» **文本节选**:
◇ ◇ ◇ ◇ ◇
本书内容主要是作者在《西北大学报》《朝华夕拾》专栏后期所发文章的集合,另外还将其他几位作者所发文章一并收入。全书共分为“校史拾零”“师友情怀”“夕阳文汇”三章,收录了近150篇文章,内容均与西大、西大人有千丝万缕的联系。
大学是知识的殿堂,更是文化的沃土。自1902年陕西大学堂和京师大学堂仕学馆始,西北大学已经走过了120年的光辉历程,虽历程坎坷,但弦歌不辍、底蕴深厚,是一代代西大人的奋斗之地、向往之地和怀念之地,留下了许多可歌可颂的故事。将其中的大事、故事、趣事记述下来,对建设富有特色的大学文化,增强师生文化自信,在学校百廿历史的熏陶中治学求知,意义重大。20世纪90年代,学校原党委书记董丁诚以千里青为笔名,在《西北大学报》开设《紫藤园夜话》专栏,以随笔形式,撷英式记叙西北大学建设发展中的人和事,受到了师生和广大校友的喜爱和好评。1997年和2002年,应广大读者呼吁,出版社将发表在校报上的文章进行整理,分别出版了《紫藤园夜话》第一辑和第二辑。后来校报又开设《朝花夕拾》专栏,继续邀约董书记撰稿,其间曾有中断,在校报编辑和读者的强烈请求下,作者又克服困难坚持写作,是校报20多年来的经典栏目,也是西大人习惯性等待阅读的经典文章。作者在西北大学学习工作生活66年,从学生到老师、从教授到学校领导,时间跨度长、经历事情多、掌握史料丰富,加上高深的语言文字能力和对学校的深厚感情,每一篇文章都深深打动着西大师生,触动着读者的心灵。这其中的人和事,大部分是他亲身经历的,也有少部分是他搜集整理的,篇篇闪现着传承西大精神、深埋荣校种子的印记,处处展示着大师的爱国之心、学生的英姿勃发,既是学校发展的生动写照,也体现着作者对学校的热爱、对西大人的热爱。学校双甲子校庆深深牵动着所有西大人和关心西大的人的心。藉此之际,出版社将《朝花夕拾》专栏的文章进行了整理,出版《紫藤园夜话》第三辑,并再版第一辑和第二辑。这既是百年老校深厚文化积淀的体现,也是以文化人、以文育人的生动读物。希望给大家带来追忆与启迪的同时,能够进一步厚植文化底蕴、彰显文化特色、凝聚文化伟力,增添认同感、激发责任感,鼓舞全体西大人在西大精神的鼓舞和厚重文化的滋养下不负厚望、砥砺前行,努力书写西北大学的美好新篇章。
◇ ◇ ◇ ◇ ◇
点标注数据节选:
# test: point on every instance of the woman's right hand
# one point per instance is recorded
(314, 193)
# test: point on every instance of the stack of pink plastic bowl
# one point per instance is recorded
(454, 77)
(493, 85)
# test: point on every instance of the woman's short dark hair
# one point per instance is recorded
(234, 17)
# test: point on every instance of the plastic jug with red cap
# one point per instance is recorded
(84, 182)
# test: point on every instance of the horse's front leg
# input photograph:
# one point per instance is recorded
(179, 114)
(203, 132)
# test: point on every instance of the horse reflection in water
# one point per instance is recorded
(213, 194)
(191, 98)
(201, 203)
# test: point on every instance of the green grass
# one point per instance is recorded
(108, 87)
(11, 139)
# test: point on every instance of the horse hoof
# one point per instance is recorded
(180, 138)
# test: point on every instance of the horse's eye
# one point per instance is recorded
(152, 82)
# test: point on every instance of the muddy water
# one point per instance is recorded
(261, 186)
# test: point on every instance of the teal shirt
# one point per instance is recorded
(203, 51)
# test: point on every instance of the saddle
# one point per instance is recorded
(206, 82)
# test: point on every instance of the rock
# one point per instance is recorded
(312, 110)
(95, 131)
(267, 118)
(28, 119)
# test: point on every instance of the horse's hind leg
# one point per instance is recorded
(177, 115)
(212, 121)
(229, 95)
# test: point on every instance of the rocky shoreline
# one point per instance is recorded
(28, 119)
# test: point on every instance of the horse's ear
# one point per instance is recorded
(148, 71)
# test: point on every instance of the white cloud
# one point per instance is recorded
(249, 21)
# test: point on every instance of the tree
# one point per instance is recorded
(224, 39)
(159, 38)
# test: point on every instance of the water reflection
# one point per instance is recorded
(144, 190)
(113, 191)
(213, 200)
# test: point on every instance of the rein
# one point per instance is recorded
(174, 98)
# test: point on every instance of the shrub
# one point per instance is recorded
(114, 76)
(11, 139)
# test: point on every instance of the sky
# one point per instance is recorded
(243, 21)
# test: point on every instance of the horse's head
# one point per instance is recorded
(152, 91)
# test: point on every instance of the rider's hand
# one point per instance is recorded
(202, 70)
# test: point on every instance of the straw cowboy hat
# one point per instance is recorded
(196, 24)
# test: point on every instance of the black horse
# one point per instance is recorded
◇ ◇ ◇ ◇ ◇
» **任务说明**:
根据关于《紫藤园夜话》的这段介绍,回答下列问题:
1. 全书分为哪三章?
2. 董丁诚在《西北大学报》开设《紫藤园夜话》专栏时用的笔名是什么?
3. 《紫藤园夜话》第一辑和第二辑分别在哪一年出版?
完成任务用不到列表中的内容。

» **参考答案**:
1. “校史拾零”“师友情怀”“夕阳文汇”。
2. 千里青。
3. 第一辑在1997年出版,第二辑在2002年出版。